* start Extracted text *

Bankers’ observations of the needs of their clients and of society in general can lead to inner
reflection and understanding of the degree of importance of some development questions.
Conscious bankers can transform feelings of powerlessness into an understanding that
something can be done. Transparency of ethical banking operations –
showing what is financed – is a prerequisite for open dialogue with clients and civil society.
This dialogue can lead to a deepening of understanding of the phenomena and to inspiration
for adequate action to be deployed. When this perpetual process of observation, reflection,
mutual exchange, taking responsibility, action and reporting is included in specific
organisational forms, ethically working bankers will have developed a valuable instrument
that is not only serving the needs of their clients but will also help to fulfill the needs of
society as a whole. This description of ethical banking does not refer to charitable action. It
starts from the observation that altruism, or looking after someone else, is part of economic
life where division of labor and interdependency of people are a basic principle of efficiency.
Human needs are an expression of a healthy egoism in an economic process dealing with the
fulfillment of needs. Altruism in an economic sense is not in contradiction with egoism but
tends to equilibrate the economic process.

* end Extracted text *

The tasks -
1: Please condense the paragraph of the ethical banking passage that opens with "Bankers’ observations of the needs," keeping its main facts.
2: Write out the stretch of the ethical banking passage from "Bankers’ observations of" through "and civil society." word for word.

* start Stored rows *

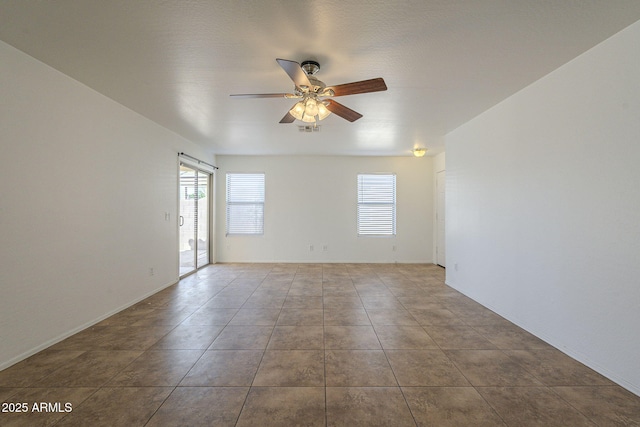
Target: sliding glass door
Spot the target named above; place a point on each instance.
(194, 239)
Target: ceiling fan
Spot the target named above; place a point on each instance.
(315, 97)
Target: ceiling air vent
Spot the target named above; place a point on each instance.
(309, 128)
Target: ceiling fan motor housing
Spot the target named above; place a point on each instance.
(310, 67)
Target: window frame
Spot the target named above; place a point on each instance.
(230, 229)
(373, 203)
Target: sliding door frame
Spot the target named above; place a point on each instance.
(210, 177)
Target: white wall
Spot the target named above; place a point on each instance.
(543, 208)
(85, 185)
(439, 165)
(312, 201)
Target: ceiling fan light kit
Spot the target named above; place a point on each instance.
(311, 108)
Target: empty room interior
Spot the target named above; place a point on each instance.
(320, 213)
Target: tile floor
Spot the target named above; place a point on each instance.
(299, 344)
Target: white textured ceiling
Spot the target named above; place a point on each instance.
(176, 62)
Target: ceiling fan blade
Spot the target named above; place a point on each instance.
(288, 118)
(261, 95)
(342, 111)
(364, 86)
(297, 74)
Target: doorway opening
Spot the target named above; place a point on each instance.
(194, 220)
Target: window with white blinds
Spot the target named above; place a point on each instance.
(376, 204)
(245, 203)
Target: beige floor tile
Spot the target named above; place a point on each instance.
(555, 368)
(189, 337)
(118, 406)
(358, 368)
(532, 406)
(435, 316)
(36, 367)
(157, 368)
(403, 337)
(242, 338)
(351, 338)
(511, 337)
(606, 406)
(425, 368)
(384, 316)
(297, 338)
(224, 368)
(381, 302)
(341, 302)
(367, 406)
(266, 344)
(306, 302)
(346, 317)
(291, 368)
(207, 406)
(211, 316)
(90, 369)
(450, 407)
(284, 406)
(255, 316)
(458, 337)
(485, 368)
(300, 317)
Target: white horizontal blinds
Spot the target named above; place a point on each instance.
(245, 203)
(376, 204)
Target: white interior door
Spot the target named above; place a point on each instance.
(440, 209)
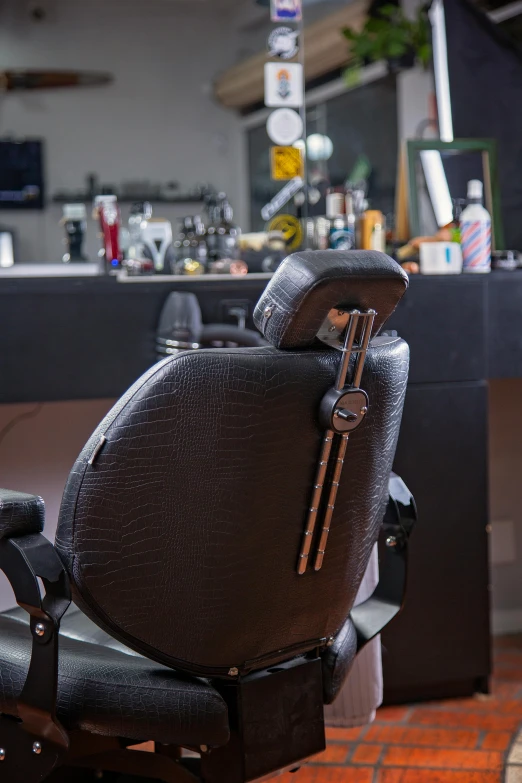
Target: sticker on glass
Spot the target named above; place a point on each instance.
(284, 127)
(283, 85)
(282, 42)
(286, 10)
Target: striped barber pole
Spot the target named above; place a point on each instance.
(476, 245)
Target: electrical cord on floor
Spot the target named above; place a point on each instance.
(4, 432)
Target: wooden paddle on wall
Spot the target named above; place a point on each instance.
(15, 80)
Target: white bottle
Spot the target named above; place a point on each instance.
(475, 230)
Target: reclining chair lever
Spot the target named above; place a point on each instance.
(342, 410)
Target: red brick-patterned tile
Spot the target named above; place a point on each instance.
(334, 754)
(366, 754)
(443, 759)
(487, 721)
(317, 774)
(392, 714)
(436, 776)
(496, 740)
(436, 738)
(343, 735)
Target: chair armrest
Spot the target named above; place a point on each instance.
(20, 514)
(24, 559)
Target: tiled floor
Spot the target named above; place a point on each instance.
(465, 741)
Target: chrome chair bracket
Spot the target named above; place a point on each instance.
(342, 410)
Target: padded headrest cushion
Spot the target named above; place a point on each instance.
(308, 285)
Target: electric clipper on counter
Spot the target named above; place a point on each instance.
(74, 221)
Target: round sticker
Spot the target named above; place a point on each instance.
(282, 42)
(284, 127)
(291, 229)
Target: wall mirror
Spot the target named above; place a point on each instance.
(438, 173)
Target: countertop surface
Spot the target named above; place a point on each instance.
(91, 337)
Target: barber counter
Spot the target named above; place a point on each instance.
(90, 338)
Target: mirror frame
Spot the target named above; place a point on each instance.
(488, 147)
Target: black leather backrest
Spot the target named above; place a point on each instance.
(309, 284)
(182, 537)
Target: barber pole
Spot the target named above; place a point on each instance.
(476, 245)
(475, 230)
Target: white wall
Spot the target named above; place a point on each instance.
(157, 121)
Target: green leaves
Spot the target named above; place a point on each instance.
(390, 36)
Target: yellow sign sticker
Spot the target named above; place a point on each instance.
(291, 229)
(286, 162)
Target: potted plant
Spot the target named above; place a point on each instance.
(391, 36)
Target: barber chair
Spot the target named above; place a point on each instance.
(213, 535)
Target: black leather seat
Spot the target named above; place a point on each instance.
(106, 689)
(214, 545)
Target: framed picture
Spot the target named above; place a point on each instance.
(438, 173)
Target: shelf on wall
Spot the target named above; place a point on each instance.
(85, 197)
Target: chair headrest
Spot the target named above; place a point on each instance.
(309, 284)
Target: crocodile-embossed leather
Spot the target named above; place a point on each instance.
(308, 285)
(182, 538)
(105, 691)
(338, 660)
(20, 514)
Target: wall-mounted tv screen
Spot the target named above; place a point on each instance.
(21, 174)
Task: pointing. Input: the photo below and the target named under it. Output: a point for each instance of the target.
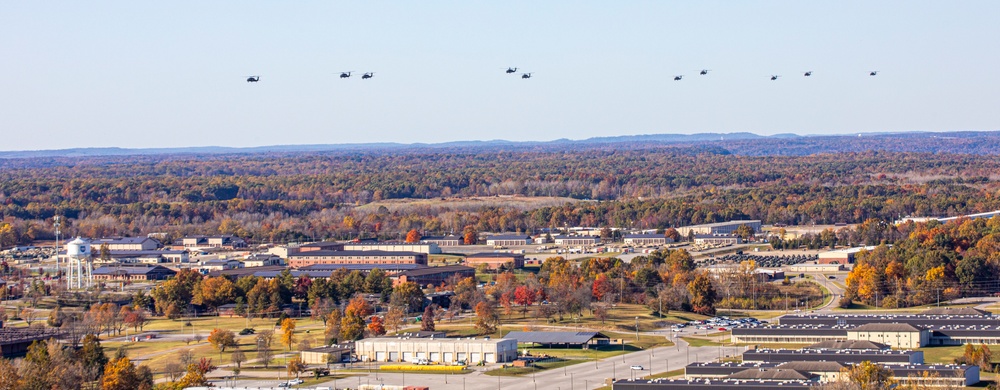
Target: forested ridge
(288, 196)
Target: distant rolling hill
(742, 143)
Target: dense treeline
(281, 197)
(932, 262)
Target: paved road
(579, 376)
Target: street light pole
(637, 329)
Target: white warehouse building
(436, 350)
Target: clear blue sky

* end Stored rows *
* start Stored rows *

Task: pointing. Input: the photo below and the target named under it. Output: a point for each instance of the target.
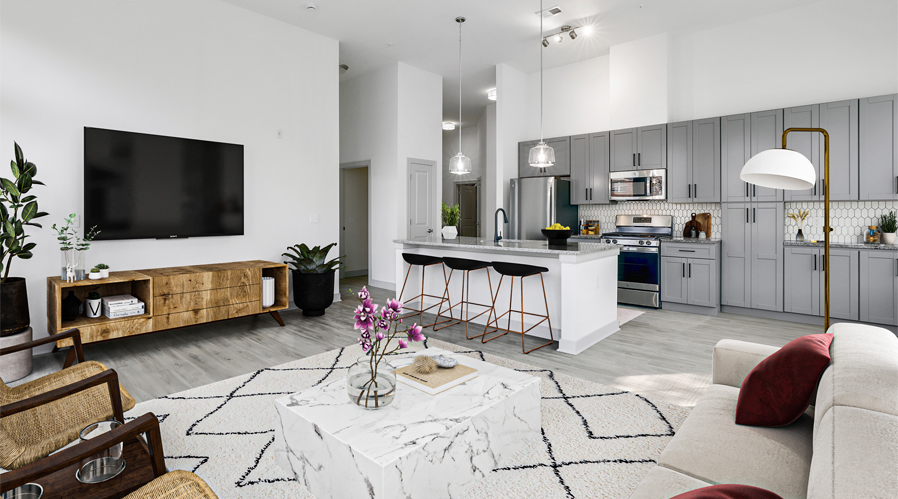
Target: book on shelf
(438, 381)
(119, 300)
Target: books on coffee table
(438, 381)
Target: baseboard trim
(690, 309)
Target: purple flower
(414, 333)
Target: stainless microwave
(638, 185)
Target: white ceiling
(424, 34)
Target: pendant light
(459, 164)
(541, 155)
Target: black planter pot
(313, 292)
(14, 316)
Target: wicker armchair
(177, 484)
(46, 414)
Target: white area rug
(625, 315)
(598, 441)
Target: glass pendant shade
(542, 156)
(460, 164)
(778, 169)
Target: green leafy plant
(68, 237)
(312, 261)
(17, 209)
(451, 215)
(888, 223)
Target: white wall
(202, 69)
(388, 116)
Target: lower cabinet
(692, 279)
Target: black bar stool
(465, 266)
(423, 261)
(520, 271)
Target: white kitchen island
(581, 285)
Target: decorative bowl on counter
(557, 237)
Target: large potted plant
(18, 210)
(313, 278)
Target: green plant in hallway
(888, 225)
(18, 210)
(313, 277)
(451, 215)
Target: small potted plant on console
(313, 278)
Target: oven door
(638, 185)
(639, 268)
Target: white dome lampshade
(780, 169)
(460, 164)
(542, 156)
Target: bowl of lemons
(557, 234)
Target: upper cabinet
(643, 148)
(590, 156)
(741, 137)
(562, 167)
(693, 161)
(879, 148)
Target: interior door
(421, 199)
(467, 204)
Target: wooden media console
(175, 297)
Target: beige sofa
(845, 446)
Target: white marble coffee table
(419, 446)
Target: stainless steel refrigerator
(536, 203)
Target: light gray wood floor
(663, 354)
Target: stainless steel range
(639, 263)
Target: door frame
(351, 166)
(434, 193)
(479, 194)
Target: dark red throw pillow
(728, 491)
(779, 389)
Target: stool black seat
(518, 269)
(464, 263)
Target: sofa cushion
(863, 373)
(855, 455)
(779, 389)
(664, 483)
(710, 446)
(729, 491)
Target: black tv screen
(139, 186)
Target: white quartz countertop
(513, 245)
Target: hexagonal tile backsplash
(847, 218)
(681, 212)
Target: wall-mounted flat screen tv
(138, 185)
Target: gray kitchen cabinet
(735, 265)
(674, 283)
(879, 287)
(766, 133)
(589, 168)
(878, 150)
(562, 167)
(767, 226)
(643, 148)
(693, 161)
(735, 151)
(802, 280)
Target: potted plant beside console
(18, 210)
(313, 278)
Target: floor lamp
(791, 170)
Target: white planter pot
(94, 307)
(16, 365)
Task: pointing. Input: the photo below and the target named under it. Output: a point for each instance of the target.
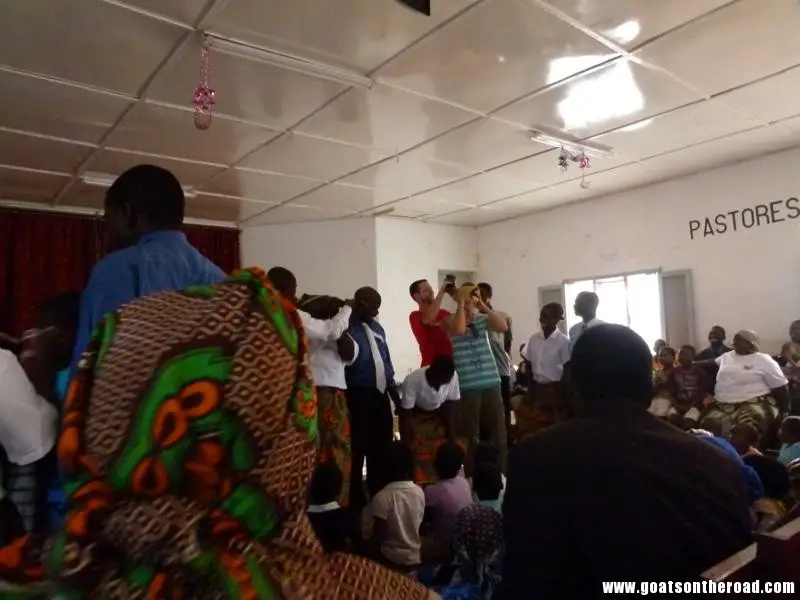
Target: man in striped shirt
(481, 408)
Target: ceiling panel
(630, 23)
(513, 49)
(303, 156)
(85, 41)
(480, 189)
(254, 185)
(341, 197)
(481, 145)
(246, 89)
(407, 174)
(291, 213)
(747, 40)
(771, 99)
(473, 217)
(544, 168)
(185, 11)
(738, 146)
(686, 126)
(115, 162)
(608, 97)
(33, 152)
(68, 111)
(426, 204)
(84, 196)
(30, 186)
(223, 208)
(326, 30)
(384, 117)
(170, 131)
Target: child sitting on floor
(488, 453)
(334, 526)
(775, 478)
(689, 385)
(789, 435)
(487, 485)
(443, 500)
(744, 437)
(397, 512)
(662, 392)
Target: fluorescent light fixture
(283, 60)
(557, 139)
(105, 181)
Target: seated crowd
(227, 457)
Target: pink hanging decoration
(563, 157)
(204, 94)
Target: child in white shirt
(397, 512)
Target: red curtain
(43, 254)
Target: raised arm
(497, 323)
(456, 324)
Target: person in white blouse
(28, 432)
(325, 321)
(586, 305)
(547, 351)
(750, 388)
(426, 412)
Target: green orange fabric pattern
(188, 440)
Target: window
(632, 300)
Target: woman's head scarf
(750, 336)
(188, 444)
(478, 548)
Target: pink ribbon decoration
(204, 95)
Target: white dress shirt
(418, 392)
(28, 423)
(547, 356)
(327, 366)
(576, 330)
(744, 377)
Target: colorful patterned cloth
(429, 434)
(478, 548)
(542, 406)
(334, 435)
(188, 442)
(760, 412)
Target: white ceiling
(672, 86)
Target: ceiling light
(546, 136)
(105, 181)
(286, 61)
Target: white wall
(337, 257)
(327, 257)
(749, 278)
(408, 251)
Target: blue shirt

* end Stored rows *

The responses -
1: When bankers observe the needs of clients and society, they can come to reflect on and understand which development questions matter, and can turn a sense of powerlessness into the knowledge that something can be done. Transparency about what is financed is a prerequisite for open dialogue with clients and civil society. That dialogue deepens understanding and inspires suitable action. If the ongoing cycle of observation, reflection, exchange, responsibility, action and reporting is built into specific organizational forms, ethical bankers gain a valuable instrument that serves both their clients and society as a whole. This is not charity. It rests on the view that altruism belongs to economic life, where division of labor and interdependence underpin efficiency. Human needs express a healthy egoism, and altruism does not contradict egoism but tends to balance the economic process.

2:
Bankers’ observations of the needs of their clients and of society in general can lead to inner
reflection and understanding of the degree of importance of some development questions.
Conscious bankers can transform feelings of powerlessness into an understanding that
something can be done. Transparency of ethical banking operations –
showing what is financed – is a prerequisite for open dialogue with clients and civil society.